Task goal:
Convert every line of the records below into a Markdown table with two columns, Row and Text, placing a sequential row number in the first column and the line itself in the second. Omit blank lines.

Dataset:
* Start *
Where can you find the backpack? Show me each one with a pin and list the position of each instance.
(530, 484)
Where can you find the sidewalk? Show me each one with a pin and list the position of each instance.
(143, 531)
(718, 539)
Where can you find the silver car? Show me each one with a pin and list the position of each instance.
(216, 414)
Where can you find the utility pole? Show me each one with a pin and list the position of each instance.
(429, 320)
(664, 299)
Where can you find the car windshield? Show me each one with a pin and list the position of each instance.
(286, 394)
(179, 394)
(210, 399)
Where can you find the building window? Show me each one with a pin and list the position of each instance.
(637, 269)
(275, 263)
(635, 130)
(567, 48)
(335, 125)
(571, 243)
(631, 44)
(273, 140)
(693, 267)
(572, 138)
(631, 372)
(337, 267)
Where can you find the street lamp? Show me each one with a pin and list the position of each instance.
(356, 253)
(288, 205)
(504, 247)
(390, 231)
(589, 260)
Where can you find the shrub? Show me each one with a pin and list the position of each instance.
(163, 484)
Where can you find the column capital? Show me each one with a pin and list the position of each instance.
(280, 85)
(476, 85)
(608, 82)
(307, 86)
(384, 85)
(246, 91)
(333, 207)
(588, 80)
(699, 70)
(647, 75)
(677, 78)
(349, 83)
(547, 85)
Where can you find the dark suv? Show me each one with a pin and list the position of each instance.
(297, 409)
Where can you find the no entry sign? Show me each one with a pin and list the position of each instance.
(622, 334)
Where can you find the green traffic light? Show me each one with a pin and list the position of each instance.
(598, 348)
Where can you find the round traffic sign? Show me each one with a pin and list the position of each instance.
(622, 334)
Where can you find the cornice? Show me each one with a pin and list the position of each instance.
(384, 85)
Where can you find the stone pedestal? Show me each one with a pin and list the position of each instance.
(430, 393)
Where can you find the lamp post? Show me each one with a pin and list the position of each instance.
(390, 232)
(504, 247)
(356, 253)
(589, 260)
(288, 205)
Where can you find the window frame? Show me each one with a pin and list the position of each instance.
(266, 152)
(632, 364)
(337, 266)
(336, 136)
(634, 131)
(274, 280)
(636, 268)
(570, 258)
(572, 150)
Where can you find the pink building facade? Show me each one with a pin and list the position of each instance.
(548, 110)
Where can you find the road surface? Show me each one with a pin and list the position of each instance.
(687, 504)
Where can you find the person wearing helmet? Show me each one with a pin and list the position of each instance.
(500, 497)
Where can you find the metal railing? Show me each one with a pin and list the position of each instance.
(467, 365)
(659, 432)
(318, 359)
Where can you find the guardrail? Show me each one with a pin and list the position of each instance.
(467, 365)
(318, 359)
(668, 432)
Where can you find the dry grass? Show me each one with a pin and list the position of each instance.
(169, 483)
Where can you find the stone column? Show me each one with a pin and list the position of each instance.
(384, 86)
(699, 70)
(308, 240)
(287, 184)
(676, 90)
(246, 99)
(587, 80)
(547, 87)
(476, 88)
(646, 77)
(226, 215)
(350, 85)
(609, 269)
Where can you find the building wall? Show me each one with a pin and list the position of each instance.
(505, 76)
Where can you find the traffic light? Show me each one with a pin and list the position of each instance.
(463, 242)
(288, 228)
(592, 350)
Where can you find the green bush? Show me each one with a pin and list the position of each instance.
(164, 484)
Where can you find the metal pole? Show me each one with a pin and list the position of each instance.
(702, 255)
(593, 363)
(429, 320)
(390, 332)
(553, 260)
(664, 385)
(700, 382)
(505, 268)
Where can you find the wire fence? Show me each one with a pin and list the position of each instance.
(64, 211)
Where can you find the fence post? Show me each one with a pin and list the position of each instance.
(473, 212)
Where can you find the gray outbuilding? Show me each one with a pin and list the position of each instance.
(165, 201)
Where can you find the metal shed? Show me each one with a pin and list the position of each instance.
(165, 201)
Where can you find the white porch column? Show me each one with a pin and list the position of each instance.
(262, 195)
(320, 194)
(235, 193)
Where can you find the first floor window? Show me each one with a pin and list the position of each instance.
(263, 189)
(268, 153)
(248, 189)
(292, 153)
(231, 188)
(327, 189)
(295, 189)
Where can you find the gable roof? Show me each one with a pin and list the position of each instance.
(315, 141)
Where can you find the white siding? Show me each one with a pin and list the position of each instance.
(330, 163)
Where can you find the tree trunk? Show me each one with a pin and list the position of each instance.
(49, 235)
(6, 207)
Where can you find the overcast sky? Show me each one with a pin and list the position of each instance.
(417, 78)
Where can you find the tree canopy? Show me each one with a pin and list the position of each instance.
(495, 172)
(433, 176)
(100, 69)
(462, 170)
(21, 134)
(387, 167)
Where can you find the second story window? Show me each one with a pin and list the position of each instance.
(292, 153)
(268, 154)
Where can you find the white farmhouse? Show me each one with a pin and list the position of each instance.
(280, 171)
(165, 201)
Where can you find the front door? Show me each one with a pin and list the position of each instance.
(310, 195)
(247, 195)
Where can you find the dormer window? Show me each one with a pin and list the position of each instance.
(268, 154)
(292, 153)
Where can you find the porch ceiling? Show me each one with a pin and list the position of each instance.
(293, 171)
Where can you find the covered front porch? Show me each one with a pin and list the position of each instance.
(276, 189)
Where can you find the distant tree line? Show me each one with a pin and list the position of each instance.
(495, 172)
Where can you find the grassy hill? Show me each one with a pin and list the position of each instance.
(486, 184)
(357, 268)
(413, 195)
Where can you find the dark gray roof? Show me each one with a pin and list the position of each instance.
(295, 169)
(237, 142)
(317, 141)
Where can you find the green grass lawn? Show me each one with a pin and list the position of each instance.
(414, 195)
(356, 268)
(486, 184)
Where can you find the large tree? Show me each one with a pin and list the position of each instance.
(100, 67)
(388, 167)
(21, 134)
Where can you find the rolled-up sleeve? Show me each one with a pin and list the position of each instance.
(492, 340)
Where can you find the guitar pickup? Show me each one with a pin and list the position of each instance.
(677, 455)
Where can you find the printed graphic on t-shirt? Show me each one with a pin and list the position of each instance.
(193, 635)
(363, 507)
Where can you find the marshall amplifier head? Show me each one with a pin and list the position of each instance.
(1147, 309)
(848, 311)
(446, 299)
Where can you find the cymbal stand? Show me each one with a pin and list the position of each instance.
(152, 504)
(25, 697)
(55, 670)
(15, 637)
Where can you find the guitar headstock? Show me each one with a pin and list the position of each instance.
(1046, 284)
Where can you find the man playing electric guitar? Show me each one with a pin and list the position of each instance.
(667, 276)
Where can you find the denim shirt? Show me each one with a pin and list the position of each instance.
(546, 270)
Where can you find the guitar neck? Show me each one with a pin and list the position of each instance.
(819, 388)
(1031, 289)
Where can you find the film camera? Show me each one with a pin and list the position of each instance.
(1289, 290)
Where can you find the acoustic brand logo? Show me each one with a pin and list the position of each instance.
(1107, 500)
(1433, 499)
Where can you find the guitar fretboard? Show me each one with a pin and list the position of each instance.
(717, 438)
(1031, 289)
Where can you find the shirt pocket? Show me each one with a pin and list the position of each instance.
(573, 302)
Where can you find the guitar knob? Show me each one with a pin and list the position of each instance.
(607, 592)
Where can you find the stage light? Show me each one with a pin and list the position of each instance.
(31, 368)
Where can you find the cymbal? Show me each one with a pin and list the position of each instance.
* End *
Expected output:
| Row | Text |
|---|---|
| 1 | Where can you find the backpack? Show me each one with a pin and list the position of each instance. |
| 2 | (530, 484) |
| 3 | Where can you find the sidewalk? Show me each one with a pin and list the position of each instance. |
| 4 | (143, 531) |
| 5 | (718, 539) |
| 6 | Where can you find the silver car? Show me each one with a pin and list the position of each instance. |
| 7 | (216, 414) |
| 8 | Where can you find the utility pole? Show me each one with a pin and list the position of each instance. |
| 9 | (429, 320) |
| 10 | (664, 299) |
| 11 | Where can you find the car windshield? Show me each one with a pin and list the position of each instance. |
| 12 | (286, 394) |
| 13 | (179, 394) |
| 14 | (210, 399) |
| 15 | Where can you find the building window? Show me each one with a pin and list the position of each instance. |
| 16 | (637, 269) |
| 17 | (275, 263) |
| 18 | (635, 130) |
| 19 | (567, 48) |
| 20 | (335, 125) |
| 21 | (571, 243) |
| 22 | (631, 44) |
| 23 | (273, 140) |
| 24 | (693, 267) |
| 25 | (572, 138) |
| 26 | (631, 372) |
| 27 | (337, 267) |
| 28 | Where can you find the street lamp? Show me each one with a pin and list the position of each instance. |
| 29 | (356, 253) |
| 30 | (288, 205) |
| 31 | (504, 247) |
| 32 | (390, 231) |
| 33 | (589, 260) |
| 34 | Where can you find the shrub? Show me each one with a pin and list the position of each instance. |
| 35 | (163, 484) |
| 36 | Where can you find the column capital? Show me each one with a pin and list the position of each instance. |
| 37 | (280, 85) |
| 38 | (476, 85) |
| 39 | (608, 82) |
| 40 | (307, 86) |
| 41 | (384, 85) |
| 42 | (246, 91) |
| 43 | (333, 207) |
| 44 | (588, 80) |
| 45 | (699, 70) |
| 46 | (647, 75) |
| 47 | (677, 78) |
| 48 | (349, 83) |
| 49 | (547, 85) |
| 50 | Where can you find the dark suv? Show me each one with a pin and list the position of each instance. |
| 51 | (297, 409) |
| 52 | Where can you find the no entry sign? Show me each one with a pin and list the position of each instance. |
| 53 | (622, 334) |
| 54 | Where can you find the green traffic light? Show me each one with a pin and list the position of each instance. |
| 55 | (598, 348) |
| 56 | Where can you find the round traffic sign? Show me each one with a pin and list the position of each instance. |
| 57 | (622, 334) |
| 58 | Where can you find the cornice? Show me each one with a pin and list the position of each instance. |
| 59 | (384, 85) |
| 60 | Where can you find the stone pedestal? Show me each one with a pin and list the position of each instance. |
| 61 | (430, 393) |
| 62 | Where can you find the lamp post? Show me each one with a pin and list the position of each instance. |
| 63 | (390, 232) |
| 64 | (504, 247) |
| 65 | (356, 253) |
| 66 | (589, 260) |
| 67 | (288, 205) |
| 68 | Where can you find the window frame? Show me each one with a pin and list the position of each instance. |
| 69 | (266, 152) |
| 70 | (632, 364) |
| 71 | (337, 266) |
| 72 | (336, 136) |
| 73 | (634, 131) |
| 74 | (274, 280) |
| 75 | (636, 268) |
| 76 | (570, 258) |
| 77 | (572, 150) |
| 78 | Where can you find the pink building facade? Show me each one with a pin and list the position of each instance. |
| 79 | (548, 110) |
| 80 | Where can you find the road surface? Show me each one with a pin and list the position of each instance. |
| 81 | (687, 504) |
| 82 | Where can you find the person wearing helmet? Show me each one with a pin and list the position of each instance. |
| 83 | (500, 497) |
| 84 | Where can you find the metal railing? Show me each one with a pin and list the position of each instance. |
| 85 | (467, 365) |
| 86 | (659, 432) |
| 87 | (318, 359) |
| 88 | Where can you find the guardrail? Show me each one with a pin and list the position of each instance. |
| 89 | (467, 365) |
| 90 | (318, 359) |
| 91 | (668, 432) |
| 92 | Where can you find the dry grass? Show me each one with a pin and list the position of each instance. |
| 93 | (169, 483) |
| 94 | Where can you find the stone column? Show me each one with a pin and list the position of each instance. |
| 95 | (384, 86) |
| 96 | (699, 70) |
| 97 | (308, 240) |
| 98 | (287, 184) |
| 99 | (676, 90) |
| 100 | (246, 99) |
| 101 | (587, 80) |
| 102 | (547, 87) |
| 103 | (476, 88) |
| 104 | (646, 77) |
| 105 | (226, 215) |
| 106 | (350, 85) |
| 107 | (609, 269) |
| 108 | Where can you find the building wall? Show me each one with a pin and list the position of each instance. |
| 109 | (505, 76) |
| 110 | Where can you find the traffic light? Show me each one with a pin and list the position of each instance. |
| 111 | (463, 242) |
| 112 | (288, 228) |
| 113 | (592, 350) |
| 114 | Where can you find the green bush? Show me each one with a pin and list the position of each instance. |
| 115 | (164, 484) |
| 116 | Where can you find the metal pole? Show me each one with a pin and list the position of each instance. |
| 117 | (702, 255) |
| 118 | (593, 363) |
| 119 | (429, 320) |
| 120 | (390, 332) |
| 121 | (553, 260) |
| 122 | (664, 385) |
| 123 | (700, 382) |
| 124 | (505, 268) |
| 125 | Where can you find the wire fence? Show me each one with a pin and list the position of each instance. |
| 126 | (64, 211) |
| 127 | Where can you find the fence post? Show me each one with a pin and list the position of each instance. |
| 128 | (473, 212) |
| 129 | Where can you find the gray outbuilding? Show me each one with a pin and list the position of each instance. |
| 130 | (165, 201) |
| 131 | Where can you find the metal shed? Show me each one with a pin and list the position of each instance. |
| 132 | (165, 201) |
| 133 | Where can you find the white porch column? Show me each one with a pin and list the position of each instance. |
| 134 | (262, 195) |
| 135 | (320, 194) |
| 136 | (235, 193) |
| 137 | Where can you find the first floor window? Show me each one with a pin and list the position of each instance. |
| 138 | (263, 189) |
| 139 | (268, 153) |
| 140 | (248, 189) |
| 141 | (292, 153) |
| 142 | (231, 188) |
| 143 | (327, 189) |
| 144 | (295, 189) |
| 145 | Where can you find the gable roof? Show me each one with a pin and list the position of each instance. |
| 146 | (315, 141) |
| 147 | Where can you find the white siding? Show me each one with a pin and list the position of each instance. |
| 148 | (330, 163) |
| 149 | Where can you find the tree trunk? Show me each one with a pin and list the position of each instance. |
| 150 | (49, 235) |
| 151 | (6, 207) |
| 152 | Where can you find the overcast sky? Show me each one with a pin and list the position of each instance. |
| 153 | (417, 78) |
| 154 | Where can you find the tree canopy? Show me each one with a pin and list the position of each instance. |
| 155 | (495, 172) |
| 156 | (433, 176) |
| 157 | (100, 69) |
| 158 | (462, 170) |
| 159 | (21, 134) |
| 160 | (387, 167) |
| 161 | Where can you find the second story window? Show me each one with a pin and list the position of each instance. |
| 162 | (292, 153) |
| 163 | (268, 154) |
| 164 | Where can you find the white farmhouse? Show me each one with a pin and list the position of each instance. |
| 165 | (280, 171) |
| 166 | (165, 201) |
| 167 | Where can you find the front door? Show me each one with a pin and list the position of each instance. |
| 168 | (310, 195) |
| 169 | (247, 195) |
| 170 | Where can you find the dormer window? Show me each one with a pin and list the position of each instance. |
| 171 | (268, 154) |
| 172 | (292, 153) |
| 173 | Where can you find the porch ceiling? Show me each one with a pin and list the position of each instance. |
| 174 | (293, 171) |
| 175 | Where can you find the covered front porch? Show me each one with a pin and list the position of each instance. |
| 176 | (276, 189) |
| 177 | Where can you find the distant tree line? Show me each one with a pin and list the position of each instance. |
| 178 | (495, 172) |
| 179 | Where can you find the grassy hill? Show me each one with a pin and list the position of each instance. |
| 180 | (486, 184) |
| 181 | (357, 268) |
| 182 | (413, 195) |
| 183 | Where can you find the dark gray roof? Show me each one with a pin and list the position of each instance. |
| 184 | (295, 169) |
| 185 | (237, 142) |
| 186 | (317, 141) |
| 187 | Where can you find the green grass lawn? Show me each one with a pin and list the position of each instance. |
| 188 | (414, 195) |
| 189 | (356, 268) |
| 190 | (486, 184) |
| 191 | Where can you find the large tree? Show me each one with a pin and list the position of each instance. |
| 192 | (100, 67) |
| 193 | (388, 167) |
| 194 | (21, 134) |
| 195 | Where can you find the rolled-up sleeve? Show me each one with a pin and list the position of each instance. |
| 196 | (492, 340) |
| 197 | Where can you find the guitar pickup? Show me each one with a pin and list the position of each instance. |
| 198 | (677, 455) |
| 199 | Where can you find the printed graphic on t-shirt? Show me each one with a pin and list the position of each instance. |
| 200 | (193, 635) |
| 201 | (363, 507) |
| 202 | Where can you find the marshall amplifier head? Show me each one with a pin and list the position of each instance. |
| 203 | (1147, 309) |
| 204 | (848, 311) |
| 205 | (446, 299) |
| 206 | Where can you find the cymbal stand? Show me each one with a pin and list the position of each instance. |
| 207 | (152, 504) |
| 208 | (25, 697) |
| 209 | (55, 670) |
| 210 | (15, 637) |
| 211 | Where can you find the guitar headstock? Show me each one with a pin and list the position of each instance. |
| 212 | (1046, 284) |
| 213 | Where can you find the man playing electric guitar? Show me each one with a pin and list the position of each instance. |
| 214 | (667, 276) |
| 215 | Where can you find the denim shirt? Show me each one with a pin and list the position of each instance. |
| 216 | (546, 270) |
| 217 | Where can you find the guitar neck? Show me each one with a pin and list the position of each instance. |
| 218 | (819, 388) |
| 219 | (1031, 289) |
| 220 | Where can you find the film camera? Show me each one with a pin and list the position of each instance. |
| 221 | (1289, 290) |
| 222 | Where can you find the acoustic brand logo? Show me each one with a pin and list the position of each instance. |
| 223 | (1107, 500) |
| 224 | (1433, 499) |
| 225 | Where can you find the guitar fretboard? Show me each one with a pin and list the position of each instance. |
| 226 | (717, 438) |
| 227 | (1031, 289) |
| 228 | Where can you find the shirt pocket? Show me each one with a pin and list the position of each instance. |
| 229 | (573, 302) |
| 230 | Where can you find the guitar knob? Show me each one with a pin and list the position of each instance. |
| 231 | (607, 592) |
| 232 | Where can you find the stage light? Show me each one with a pin and list the position of each instance. |
| 233 | (31, 368) |
| 234 | Where can you find the cymbal? Show me each one with a pin and list the position of each instance. |